= PROMPT =
Render each line of the records below as a Markdown table with the columns Row and Line, numbering the rows and skipping blank lines. Leave the pictures out of the table.

= DATA PROVIDED =

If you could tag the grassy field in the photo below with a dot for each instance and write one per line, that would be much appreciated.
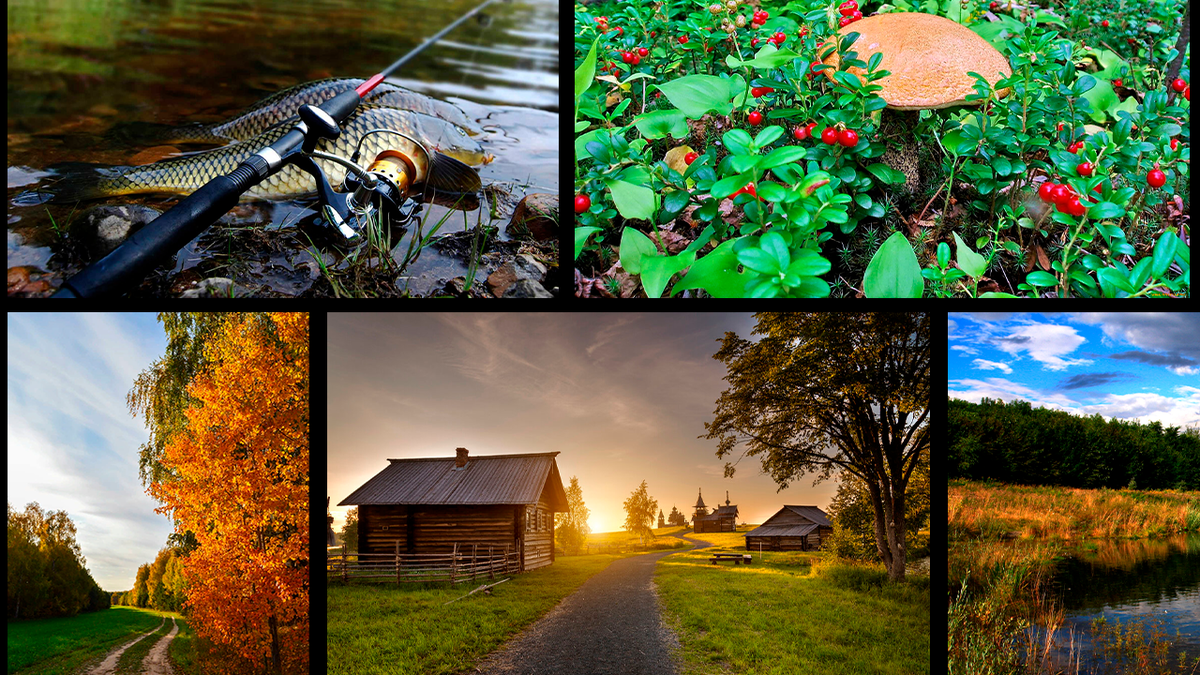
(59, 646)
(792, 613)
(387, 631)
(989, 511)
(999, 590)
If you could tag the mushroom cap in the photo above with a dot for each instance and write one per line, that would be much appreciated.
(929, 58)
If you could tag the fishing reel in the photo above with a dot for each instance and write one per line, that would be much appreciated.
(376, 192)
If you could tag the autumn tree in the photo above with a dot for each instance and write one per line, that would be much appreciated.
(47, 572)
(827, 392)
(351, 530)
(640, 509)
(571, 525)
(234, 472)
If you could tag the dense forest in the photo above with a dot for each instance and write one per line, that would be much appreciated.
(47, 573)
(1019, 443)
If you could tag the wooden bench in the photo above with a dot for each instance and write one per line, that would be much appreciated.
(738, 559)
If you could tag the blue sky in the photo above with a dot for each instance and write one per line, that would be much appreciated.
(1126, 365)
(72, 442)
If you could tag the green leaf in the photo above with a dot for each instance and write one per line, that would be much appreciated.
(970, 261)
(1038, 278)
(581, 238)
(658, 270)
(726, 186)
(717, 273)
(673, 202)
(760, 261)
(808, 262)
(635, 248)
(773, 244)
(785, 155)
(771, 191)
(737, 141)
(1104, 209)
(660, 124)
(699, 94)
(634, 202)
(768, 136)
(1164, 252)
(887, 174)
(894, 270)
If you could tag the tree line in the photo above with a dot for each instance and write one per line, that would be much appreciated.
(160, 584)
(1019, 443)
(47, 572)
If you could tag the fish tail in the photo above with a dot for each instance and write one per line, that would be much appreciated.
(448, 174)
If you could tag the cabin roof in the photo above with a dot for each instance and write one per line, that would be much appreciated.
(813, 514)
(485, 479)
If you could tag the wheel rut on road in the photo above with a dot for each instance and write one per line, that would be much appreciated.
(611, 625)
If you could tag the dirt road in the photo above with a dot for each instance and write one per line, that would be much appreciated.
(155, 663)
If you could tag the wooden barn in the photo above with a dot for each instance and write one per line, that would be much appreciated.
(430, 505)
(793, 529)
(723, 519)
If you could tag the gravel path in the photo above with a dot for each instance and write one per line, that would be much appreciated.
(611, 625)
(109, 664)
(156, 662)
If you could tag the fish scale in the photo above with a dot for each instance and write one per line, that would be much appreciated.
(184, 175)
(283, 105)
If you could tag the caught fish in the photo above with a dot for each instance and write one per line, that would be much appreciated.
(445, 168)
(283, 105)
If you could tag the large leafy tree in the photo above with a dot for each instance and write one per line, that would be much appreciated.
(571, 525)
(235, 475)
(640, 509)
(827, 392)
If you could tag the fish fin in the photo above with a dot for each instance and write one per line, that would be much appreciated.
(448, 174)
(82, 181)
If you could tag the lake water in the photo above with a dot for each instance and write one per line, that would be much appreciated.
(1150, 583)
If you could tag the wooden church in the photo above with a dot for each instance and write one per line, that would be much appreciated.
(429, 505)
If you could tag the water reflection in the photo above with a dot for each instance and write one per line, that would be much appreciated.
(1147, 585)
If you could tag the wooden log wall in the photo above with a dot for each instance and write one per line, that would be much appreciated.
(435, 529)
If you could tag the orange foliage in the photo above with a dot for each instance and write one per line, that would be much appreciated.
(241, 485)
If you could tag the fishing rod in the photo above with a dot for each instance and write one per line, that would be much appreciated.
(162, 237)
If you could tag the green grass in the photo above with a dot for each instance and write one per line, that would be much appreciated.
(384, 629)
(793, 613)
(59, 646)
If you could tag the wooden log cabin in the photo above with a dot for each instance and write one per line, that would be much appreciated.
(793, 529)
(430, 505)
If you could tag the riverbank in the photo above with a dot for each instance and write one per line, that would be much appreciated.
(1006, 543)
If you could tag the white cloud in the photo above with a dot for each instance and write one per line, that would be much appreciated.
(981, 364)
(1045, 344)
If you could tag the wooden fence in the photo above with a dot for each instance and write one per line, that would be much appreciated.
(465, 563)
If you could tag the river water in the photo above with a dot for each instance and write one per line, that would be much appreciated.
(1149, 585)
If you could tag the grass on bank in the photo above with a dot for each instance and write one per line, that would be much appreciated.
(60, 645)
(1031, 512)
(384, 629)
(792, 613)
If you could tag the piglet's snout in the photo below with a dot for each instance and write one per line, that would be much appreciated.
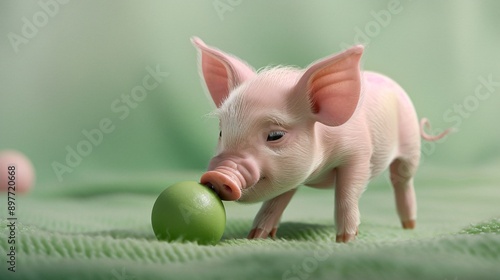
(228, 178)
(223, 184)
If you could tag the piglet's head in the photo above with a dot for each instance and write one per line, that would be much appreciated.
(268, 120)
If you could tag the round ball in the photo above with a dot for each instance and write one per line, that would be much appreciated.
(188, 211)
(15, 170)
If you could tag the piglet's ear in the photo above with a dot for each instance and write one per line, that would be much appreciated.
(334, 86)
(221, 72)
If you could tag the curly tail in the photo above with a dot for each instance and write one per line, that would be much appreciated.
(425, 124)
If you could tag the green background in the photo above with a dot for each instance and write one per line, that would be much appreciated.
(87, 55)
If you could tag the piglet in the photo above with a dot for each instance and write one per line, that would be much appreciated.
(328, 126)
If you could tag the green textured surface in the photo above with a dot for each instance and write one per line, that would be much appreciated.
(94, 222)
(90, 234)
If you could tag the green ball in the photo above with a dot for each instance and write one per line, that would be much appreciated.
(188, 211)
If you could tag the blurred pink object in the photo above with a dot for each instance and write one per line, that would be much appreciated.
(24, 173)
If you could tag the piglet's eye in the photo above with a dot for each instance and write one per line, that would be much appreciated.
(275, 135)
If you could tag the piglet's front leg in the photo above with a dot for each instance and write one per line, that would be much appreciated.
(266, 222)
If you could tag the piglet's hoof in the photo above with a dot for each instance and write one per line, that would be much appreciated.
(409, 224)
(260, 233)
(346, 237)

= ANSWER BELOW =
| Row | Line |
|---|---|
| 1 | If you could tag the grassy field in the photo below with a dot for each instance and write one per line, that would be much appreciated. |
| 2 | (59, 646) |
| 3 | (792, 613) |
| 4 | (387, 631) |
| 5 | (989, 511) |
| 6 | (999, 590) |
| 7 | If you could tag the mushroom cap in the photo above with a dot for each instance and write one per line, that would be much appreciated. |
| 8 | (929, 58) |
| 9 | If you could tag the fishing reel in the photo above with a dot for each instance and write one per line, that would be much appreciated. |
| 10 | (376, 192) |
| 11 | If you could tag the autumn tree in the photo above with a dot for each instance and write one per line, that would be much appreciated. |
| 12 | (47, 572) |
| 13 | (827, 392) |
| 14 | (351, 530) |
| 15 | (640, 509) |
| 16 | (571, 525) |
| 17 | (234, 472) |
| 18 | If you could tag the dense forest in the photo above with a dot for each instance and write one per line, that would be much appreciated. |
| 19 | (47, 573) |
| 20 | (1019, 443) |
| 21 | If you could tag the wooden bench in the photo above with a dot for each instance and write one per line, that would be much appreciated. |
| 22 | (738, 559) |
| 23 | If you could tag the blue sky in the photo above with a dot for each instance and write one per line, that would be much appreciated. |
| 24 | (1126, 365) |
| 25 | (72, 442) |
| 26 | If you could tag the green leaf in the photo above with a dot for each instance and write one per line, that would be much appreciated. |
| 27 | (970, 261) |
| 28 | (1038, 278) |
| 29 | (581, 238) |
| 30 | (658, 270) |
| 31 | (726, 186) |
| 32 | (717, 273) |
| 33 | (673, 202) |
| 34 | (760, 261) |
| 35 | (808, 262) |
| 36 | (635, 248) |
| 37 | (773, 244) |
| 38 | (785, 155) |
| 39 | (771, 191) |
| 40 | (737, 141) |
| 41 | (1104, 209) |
| 42 | (660, 124) |
| 43 | (699, 94) |
| 44 | (634, 202) |
| 45 | (768, 136) |
| 46 | (1164, 252) |
| 47 | (887, 174) |
| 48 | (894, 270) |
| 49 | If you could tag the tree line in the photo above with a dot for each instance and write one per line, that would be much appreciated. |
| 50 | (160, 584) |
| 51 | (1019, 443) |
| 52 | (47, 572) |
| 53 | If you could tag the fish tail in the photo above with a dot for each instance and write one per line, that would be much appreciated. |
| 54 | (448, 174) |
| 55 | If you could tag the cabin roof in the photo above with a dot for each instance and write one per line, that would be much appreciated. |
| 56 | (813, 514) |
| 57 | (485, 479) |
| 58 | If you could tag the wheel rut on road in the photo above with a dot for each instance and write one per line, that would be much appreciated. |
| 59 | (611, 625) |
| 60 | If you could tag the dirt road in the photo above with a dot for each instance and write one per line, that would be much appreciated. |
| 61 | (155, 663) |
| 62 | If you could tag the wooden barn in the photo above with a dot for each instance and write one per line, that would be much appreciated. |
| 63 | (430, 505) |
| 64 | (793, 529) |
| 65 | (723, 519) |
| 66 | If you could tag the gravel path in the photo above with a dot for each instance and write one per line, that would be much appreciated. |
| 67 | (611, 625) |
| 68 | (109, 664) |
| 69 | (156, 662) |
| 70 | If you could tag the fish scale in the photo above with a dot for each instance and write one per line, that would be much appreciated. |
| 71 | (184, 175) |
| 72 | (283, 105) |
| 73 | If you could tag the caught fish in the photo above with a dot for each instance and write one per line, that would be much appreciated. |
| 74 | (445, 168) |
| 75 | (283, 105) |
| 76 | If you could tag the large leafy tree in the photo above with a dot for each instance and write one per line, that would be much appreciated. |
| 77 | (571, 525) |
| 78 | (235, 475) |
| 79 | (640, 509) |
| 80 | (827, 392) |
| 81 | If you could tag the fish fin in the photo above with a dot for each instance and write one per line, that would be much appreciated. |
| 82 | (448, 174) |
| 83 | (82, 181) |
| 84 | If you could tag the lake water in the photo above with a dot for each instance and write one per line, that would be much appreciated. |
| 85 | (1150, 583) |
| 86 | If you could tag the wooden church in the photo above with a dot for each instance and write one per line, that would be much appreciated. |
| 87 | (429, 505) |
| 88 | If you could tag the water reflection in the photo above with a dot for each instance and write one per line, that would be much appreciated. |
| 89 | (1147, 585) |
| 90 | If you could tag the wooden log wall in the photo above with a dot for each instance and write one per line, that would be much appreciated. |
| 91 | (435, 529) |
| 92 | If you could tag the orange foliage in the photo above with a dot for each instance and write one per line, that would be much appreciated. |
| 93 | (241, 485) |
| 94 | If you could tag the fishing rod in the photo above with a dot for each instance and write one per line, that would be much appreciated. |
| 95 | (162, 237) |
| 96 | If you could tag the green grass in the photo above with a dot for each instance and write one per line, that would be much appreciated. |
| 97 | (384, 629) |
| 98 | (793, 613) |
| 99 | (59, 646) |
| 100 | If you could tag the wooden log cabin in the photo above with a dot for each instance and write one per line, that would be much appreciated. |
| 101 | (793, 529) |
| 102 | (430, 505) |
| 103 | If you could tag the riverbank in the photo above with a dot for each instance and write one per line, that would be much appreciated. |
| 104 | (1006, 543) |
| 105 | If you could tag the white cloud in the photo above with a dot for each instance and write one per line, that would be much appreciated. |
| 106 | (981, 364) |
| 107 | (1045, 344) |
| 108 | If you could tag the wooden fence in the photo above with a dot for each instance and write one per line, that would be much appreciated. |
| 109 | (465, 563) |
| 110 | If you could tag the river water in the photo above with a dot for each instance and write one per line, that would be much appreciated. |
| 111 | (1149, 585) |
| 112 | If you could tag the grass on bank in the photo above with a dot for each instance and write one per line, that would be much appreciated. |
| 113 | (60, 645) |
| 114 | (1031, 512) |
| 115 | (384, 629) |
| 116 | (792, 613) |
| 117 | If you could tag the piglet's snout in the photo below with a dot for each instance and write one per line, that would be much appreciated. |
| 118 | (228, 178) |
| 119 | (223, 184) |
| 120 | If you could tag the piglet's head in the photo above with a dot for each instance and write one per line, that would be much appreciated. |
| 121 | (268, 120) |
| 122 | If you could tag the round ball in the photo above with a dot for each instance and write one per line, that would be much appreciated. |
| 123 | (188, 211) |
| 124 | (15, 170) |
| 125 | If you could tag the piglet's ear in the photo above with a dot for each instance and write one per line, that would be much appreciated. |
| 126 | (334, 86) |
| 127 | (221, 72) |
| 128 | If you could tag the curly tail in the photo above with a dot for each instance and write one per line, that would be much appreciated. |
| 129 | (425, 124) |
| 130 | If you could tag the green background in the photo above with a dot for each instance and write one per line, that would be much appreciated. |
| 131 | (87, 55) |
| 132 | If you could tag the piglet in the photo above with a dot for each instance and write one per line, that would be much appreciated. |
| 133 | (328, 126) |
| 134 | If you could tag the green textured surface in the photo above with a dot for each instance and write one per line, that would be much appreciated. |
| 135 | (94, 222) |
| 136 | (90, 234) |
| 137 | If you could tag the green ball in the photo above with a dot for each instance and write one per line, that would be much appreciated. |
| 138 | (188, 211) |
| 139 | If you could tag the blurred pink object in the photo above with a dot for each instance and write one per line, that would be much appreciated. |
| 140 | (24, 173) |
| 141 | If you could tag the piglet's eye in the photo above with a dot for each instance and write one per line, that would be much appreciated. |
| 142 | (275, 135) |
| 143 | If you could tag the piglet's front leg in the photo above with a dot for each instance and write one per line, that would be much appreciated. |
| 144 | (266, 222) |
| 145 | If you could tag the piglet's hoof in the photo above with a dot for each instance and write one per line, that would be much appreciated. |
| 146 | (409, 224) |
| 147 | (260, 233) |
| 148 | (346, 237) |